■ Set of tasks ■
[1] Answer these from the online exchange about democracy, one line each:
(a) Who is named as the man who snipes Randy Weaver's wife?
(b) What term does the second commenter say "seems to basically be sovereign citizen stuff"?
(c) According to the final paragraph, at what kind of meeting was the illegal arms dealing attempted?
[2] Revise the online exchange about democracy: reproduce it starting at "You don’t have a" and ending at "are undercover agents.", with every instance of "undercover" changed to "plainclothes".
[3] Extend the online exchange about democracy, picking up right after its last sentence.

A key difference here from democracy is that merely living in one place doesn't lock you into a specific legal system.

Of course these also suffer one of the same weaknesses as democracy, e.g. if certain groups disagree with you they can just kill you if they're able. We see this in US for instance where if a guy named Randy Weaver cuts a shotgun 1/4" too short than what the 'people' say your right to bear arms includes and then for contested reasons doesn't show up for court, then a man named Lon Horiuchi can snipe his wife dead while holding a child and then get promoted and go on to do similar things at Waco.





It’s illuminating and sad to piece together the picture of what you actually want. You mention dictatorship being better than democracy and then talk about “polycentric law” which seems to basically be sovereign citizen stuff. And then you trot out Weaver who was specifically under siege for refusing to appear on charges of dealing illegal arms to white suprematists.

You don’t have a problem with democracy. You’re just a white supremacist. You want a white dictator so you don’t have to worry about the voting rights of minorities or whites who might be sympathetic to minorities.


Your assertion that undercover ATF agents are 'white suprematists[sic]" is probably the most accurate thing you've said so far.

It must be tough trying to illegally deal arms at an Aryan Nations meeting and not know which guys are really white supremacists and which are undercover agents.

■ Data extracts ■

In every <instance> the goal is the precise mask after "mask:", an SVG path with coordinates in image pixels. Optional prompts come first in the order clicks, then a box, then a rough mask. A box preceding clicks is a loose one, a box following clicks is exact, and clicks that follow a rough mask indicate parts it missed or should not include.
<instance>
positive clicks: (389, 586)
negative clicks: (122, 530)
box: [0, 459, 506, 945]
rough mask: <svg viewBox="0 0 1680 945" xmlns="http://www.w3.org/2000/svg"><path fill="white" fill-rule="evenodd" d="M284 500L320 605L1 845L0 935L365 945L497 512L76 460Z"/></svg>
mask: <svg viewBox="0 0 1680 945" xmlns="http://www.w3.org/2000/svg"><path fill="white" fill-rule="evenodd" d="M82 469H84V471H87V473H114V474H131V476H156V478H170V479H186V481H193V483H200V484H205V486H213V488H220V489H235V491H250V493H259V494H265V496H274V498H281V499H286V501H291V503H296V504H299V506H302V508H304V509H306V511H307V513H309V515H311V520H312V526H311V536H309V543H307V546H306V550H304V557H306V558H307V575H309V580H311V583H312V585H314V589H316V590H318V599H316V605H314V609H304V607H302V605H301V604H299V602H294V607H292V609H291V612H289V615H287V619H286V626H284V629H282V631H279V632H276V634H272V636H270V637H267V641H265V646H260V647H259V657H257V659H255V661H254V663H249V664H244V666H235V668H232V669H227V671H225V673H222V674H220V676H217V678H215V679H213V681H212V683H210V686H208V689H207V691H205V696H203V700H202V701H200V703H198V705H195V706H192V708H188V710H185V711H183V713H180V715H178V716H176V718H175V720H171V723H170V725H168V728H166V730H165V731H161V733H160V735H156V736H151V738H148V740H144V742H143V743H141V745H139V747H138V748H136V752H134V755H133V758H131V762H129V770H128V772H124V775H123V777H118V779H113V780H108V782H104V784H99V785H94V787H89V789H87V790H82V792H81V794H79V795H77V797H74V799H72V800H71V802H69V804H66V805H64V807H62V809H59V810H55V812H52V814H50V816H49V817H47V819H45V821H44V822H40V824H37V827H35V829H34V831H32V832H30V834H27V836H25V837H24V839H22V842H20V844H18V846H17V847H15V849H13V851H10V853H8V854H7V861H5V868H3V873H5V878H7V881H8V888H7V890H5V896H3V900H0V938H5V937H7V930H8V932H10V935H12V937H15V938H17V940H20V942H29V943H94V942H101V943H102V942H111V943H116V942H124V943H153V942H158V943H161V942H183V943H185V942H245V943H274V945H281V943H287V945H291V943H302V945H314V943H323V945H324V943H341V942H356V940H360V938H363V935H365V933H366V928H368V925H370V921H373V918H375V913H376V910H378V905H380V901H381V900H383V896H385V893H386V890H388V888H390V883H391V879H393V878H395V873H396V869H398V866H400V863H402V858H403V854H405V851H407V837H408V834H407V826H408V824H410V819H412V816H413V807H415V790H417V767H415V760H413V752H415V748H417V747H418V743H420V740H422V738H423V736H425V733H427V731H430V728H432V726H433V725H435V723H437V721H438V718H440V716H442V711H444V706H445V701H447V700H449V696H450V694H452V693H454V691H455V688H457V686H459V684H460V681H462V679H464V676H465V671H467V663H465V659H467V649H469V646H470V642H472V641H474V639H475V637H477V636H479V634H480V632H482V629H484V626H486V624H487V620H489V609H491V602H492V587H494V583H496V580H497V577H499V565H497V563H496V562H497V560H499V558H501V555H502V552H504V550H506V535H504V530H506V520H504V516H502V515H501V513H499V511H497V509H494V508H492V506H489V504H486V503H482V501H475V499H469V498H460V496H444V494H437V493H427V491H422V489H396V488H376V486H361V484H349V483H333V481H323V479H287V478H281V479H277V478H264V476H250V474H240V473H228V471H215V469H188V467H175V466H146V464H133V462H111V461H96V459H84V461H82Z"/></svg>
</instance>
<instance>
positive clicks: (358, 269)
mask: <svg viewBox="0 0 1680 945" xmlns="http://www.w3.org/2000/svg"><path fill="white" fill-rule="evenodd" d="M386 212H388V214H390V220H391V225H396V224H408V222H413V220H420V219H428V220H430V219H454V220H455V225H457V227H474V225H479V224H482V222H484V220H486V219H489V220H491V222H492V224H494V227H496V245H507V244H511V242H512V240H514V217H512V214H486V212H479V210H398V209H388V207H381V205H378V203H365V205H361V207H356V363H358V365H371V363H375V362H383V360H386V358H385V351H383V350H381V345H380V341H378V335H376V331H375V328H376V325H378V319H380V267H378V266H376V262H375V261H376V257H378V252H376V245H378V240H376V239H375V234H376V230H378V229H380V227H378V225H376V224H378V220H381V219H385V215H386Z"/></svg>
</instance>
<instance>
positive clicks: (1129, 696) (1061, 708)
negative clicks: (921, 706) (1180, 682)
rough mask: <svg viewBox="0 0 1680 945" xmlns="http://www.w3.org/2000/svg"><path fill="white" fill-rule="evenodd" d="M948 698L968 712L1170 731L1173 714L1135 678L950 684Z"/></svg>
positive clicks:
==
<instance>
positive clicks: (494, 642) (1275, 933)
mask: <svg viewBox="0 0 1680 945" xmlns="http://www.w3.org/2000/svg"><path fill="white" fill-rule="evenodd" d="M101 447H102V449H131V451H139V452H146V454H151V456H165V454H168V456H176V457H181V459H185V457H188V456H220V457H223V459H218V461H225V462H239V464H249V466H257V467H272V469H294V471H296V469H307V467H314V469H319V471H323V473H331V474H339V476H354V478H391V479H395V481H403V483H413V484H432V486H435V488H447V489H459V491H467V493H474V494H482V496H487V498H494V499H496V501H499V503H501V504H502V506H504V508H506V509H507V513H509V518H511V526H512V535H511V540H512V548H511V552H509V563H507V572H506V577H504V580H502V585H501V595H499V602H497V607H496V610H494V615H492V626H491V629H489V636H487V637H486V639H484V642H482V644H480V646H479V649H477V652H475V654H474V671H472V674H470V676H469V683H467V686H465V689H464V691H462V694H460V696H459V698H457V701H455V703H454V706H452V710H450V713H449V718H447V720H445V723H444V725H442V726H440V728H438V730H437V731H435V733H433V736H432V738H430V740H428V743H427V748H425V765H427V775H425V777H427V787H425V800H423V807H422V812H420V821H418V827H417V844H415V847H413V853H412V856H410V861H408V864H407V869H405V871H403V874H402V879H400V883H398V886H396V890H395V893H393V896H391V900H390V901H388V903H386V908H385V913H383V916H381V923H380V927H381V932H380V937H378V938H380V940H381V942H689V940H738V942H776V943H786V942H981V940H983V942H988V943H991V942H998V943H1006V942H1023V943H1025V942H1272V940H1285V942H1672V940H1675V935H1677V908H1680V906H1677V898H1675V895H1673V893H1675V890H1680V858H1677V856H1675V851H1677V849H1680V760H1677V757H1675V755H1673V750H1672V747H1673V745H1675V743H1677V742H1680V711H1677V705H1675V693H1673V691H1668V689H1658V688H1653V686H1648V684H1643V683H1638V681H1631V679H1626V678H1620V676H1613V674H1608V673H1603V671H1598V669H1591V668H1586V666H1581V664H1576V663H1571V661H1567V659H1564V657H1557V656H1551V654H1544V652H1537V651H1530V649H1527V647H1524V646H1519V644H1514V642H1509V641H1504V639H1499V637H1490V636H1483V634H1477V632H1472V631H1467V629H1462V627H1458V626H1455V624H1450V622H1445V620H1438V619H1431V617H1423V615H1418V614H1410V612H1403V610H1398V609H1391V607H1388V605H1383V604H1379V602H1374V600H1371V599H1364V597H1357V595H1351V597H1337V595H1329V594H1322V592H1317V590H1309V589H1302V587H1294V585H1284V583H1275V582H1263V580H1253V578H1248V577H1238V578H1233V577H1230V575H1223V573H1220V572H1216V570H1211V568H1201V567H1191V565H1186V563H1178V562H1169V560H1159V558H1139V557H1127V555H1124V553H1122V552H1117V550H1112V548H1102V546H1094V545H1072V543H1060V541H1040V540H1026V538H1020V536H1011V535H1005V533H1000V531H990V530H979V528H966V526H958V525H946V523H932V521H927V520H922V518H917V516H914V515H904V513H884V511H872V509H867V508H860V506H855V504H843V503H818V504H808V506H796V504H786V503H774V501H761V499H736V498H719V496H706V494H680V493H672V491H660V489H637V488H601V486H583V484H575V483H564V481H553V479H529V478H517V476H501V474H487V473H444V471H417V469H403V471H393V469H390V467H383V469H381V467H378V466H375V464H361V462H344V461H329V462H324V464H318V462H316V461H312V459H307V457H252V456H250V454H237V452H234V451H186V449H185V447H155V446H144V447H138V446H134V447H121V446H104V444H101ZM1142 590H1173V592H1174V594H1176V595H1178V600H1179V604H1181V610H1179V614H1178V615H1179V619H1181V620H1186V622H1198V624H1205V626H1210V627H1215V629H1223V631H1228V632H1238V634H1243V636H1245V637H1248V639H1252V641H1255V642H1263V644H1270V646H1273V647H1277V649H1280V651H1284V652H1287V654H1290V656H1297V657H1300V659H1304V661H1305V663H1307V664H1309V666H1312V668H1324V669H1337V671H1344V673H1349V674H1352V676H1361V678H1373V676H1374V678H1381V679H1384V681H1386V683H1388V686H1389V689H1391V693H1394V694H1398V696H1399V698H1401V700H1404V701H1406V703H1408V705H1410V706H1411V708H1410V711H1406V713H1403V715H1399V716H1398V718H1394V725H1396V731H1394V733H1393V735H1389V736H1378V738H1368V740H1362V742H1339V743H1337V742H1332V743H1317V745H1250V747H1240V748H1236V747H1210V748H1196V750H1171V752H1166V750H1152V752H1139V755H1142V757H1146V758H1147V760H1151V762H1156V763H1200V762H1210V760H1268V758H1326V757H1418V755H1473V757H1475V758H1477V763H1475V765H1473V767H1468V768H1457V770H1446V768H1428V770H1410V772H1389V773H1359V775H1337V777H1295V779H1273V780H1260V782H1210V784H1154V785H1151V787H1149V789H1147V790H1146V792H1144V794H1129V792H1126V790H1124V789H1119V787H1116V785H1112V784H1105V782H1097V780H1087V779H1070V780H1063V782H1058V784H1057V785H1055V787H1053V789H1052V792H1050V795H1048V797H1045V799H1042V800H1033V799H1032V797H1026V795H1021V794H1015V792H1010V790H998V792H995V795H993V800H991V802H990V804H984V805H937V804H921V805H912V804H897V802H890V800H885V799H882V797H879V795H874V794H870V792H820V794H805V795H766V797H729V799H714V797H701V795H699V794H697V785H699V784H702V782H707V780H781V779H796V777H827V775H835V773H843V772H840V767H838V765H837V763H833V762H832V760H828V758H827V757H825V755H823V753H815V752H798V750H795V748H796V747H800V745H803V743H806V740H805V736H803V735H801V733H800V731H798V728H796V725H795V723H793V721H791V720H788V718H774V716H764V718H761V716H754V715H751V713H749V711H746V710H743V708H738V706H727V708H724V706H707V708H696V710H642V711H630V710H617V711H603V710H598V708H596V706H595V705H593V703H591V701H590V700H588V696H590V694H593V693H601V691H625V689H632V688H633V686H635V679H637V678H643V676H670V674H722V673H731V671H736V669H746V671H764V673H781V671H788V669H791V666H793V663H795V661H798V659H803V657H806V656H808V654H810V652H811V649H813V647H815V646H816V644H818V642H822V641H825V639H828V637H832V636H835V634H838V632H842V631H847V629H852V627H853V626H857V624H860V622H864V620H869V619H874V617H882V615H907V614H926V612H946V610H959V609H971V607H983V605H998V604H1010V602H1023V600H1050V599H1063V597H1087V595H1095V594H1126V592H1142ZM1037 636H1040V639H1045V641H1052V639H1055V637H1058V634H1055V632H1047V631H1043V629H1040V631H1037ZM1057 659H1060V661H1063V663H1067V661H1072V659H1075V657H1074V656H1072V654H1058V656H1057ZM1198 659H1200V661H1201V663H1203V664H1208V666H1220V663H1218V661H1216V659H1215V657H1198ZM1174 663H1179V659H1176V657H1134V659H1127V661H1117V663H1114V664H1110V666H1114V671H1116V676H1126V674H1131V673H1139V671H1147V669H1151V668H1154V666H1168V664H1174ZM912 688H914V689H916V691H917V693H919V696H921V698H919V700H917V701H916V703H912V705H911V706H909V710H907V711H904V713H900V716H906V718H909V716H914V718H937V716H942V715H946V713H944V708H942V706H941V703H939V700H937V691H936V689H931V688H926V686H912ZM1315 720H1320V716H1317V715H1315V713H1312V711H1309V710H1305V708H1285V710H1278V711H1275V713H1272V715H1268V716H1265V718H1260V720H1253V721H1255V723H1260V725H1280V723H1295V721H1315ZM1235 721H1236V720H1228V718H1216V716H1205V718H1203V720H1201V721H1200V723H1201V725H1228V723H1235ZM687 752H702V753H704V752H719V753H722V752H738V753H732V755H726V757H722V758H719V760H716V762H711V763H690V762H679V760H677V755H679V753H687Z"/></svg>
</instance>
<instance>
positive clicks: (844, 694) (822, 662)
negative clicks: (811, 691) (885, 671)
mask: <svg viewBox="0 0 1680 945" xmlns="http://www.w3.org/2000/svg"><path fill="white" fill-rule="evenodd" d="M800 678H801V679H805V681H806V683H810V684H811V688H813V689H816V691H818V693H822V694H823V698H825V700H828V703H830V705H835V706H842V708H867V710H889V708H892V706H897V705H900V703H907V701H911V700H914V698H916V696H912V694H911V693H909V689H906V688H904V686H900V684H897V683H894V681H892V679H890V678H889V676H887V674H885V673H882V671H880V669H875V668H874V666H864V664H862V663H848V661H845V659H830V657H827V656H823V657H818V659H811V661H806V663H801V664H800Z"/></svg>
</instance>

■ Answers in order ■
[1]
(a) Lon Horiuchi
(b) "polycentric law"
(c) An Aryan Nations meeting

[2]
You don’t have a problem with democracy. You’re just a white supremacist. You want a white dictator so you don’t have to worry about the voting rights of minorities or whites who might be sympathetic to minorities.


Your assertion that plainclothes ATF agents are 'white suprematists[sic]" is probably the most accurate thing you've said so far.

It must be tough trying to illegally deal arms at an Aryan Nations meeting and not know which guys are really white supremacists and which are plainclothes agents.

[3]
Weaver never 'tried' to be an arms dealer. The ATF approached him and asked him to do it. The ATF was the only 'white supremacist' that we even suspect Weaver might have discussed gunsmithing with. And as far as I know, he's never even been convicted of doing so. The only thing Weaver was convicted of AFAIK is not showing up for court, for something he is still presumed innocent of (edit: actually, fully acquitted of).

It's quite possible he didn't even cut the shotgun too short. The barrel of the gun is supposedly in ATF archives somewhere, but no one seems to know where it is. Very convenient.


> The ATF approached him and asked him to do it.

And that’s shitty and entrapment. Which is why the charges were dismissed.

I wonder how you see the government do something bad and think a dictatorship is the solution.

> The ATF was the only 'white supremacist' that we even suspect Weaver might have discussed gunsmithing with.

Is there something backing this claim? Like, was there testimony somewhere from the rest of the Aryan Nations group that he never discussed this with anyone else?

You’re also putting “white supremacist” in quotes like that’s questionable. Maybe the ATF agent was not a white supremacist but this was at an Aryan Nations meeting and Weaver was a self described white separatist.


>Is there something backing this claim? Like, was there testimony somewhere from the rest of the Aryan Nations group that he never discussed this with anyone else?

OK I stand corrected, you still suspect it, even though the only evidence has turned up is that he dealt to ATF agents after they asked him to do it but actually he was acquitted of that. So you suspect he did this with others without evidence just like I might suspect he is Bigfoot or DB Cooper since I cannot prove that negative.

>I wonder how you see the government do something bad and think a dictatorship is the solution.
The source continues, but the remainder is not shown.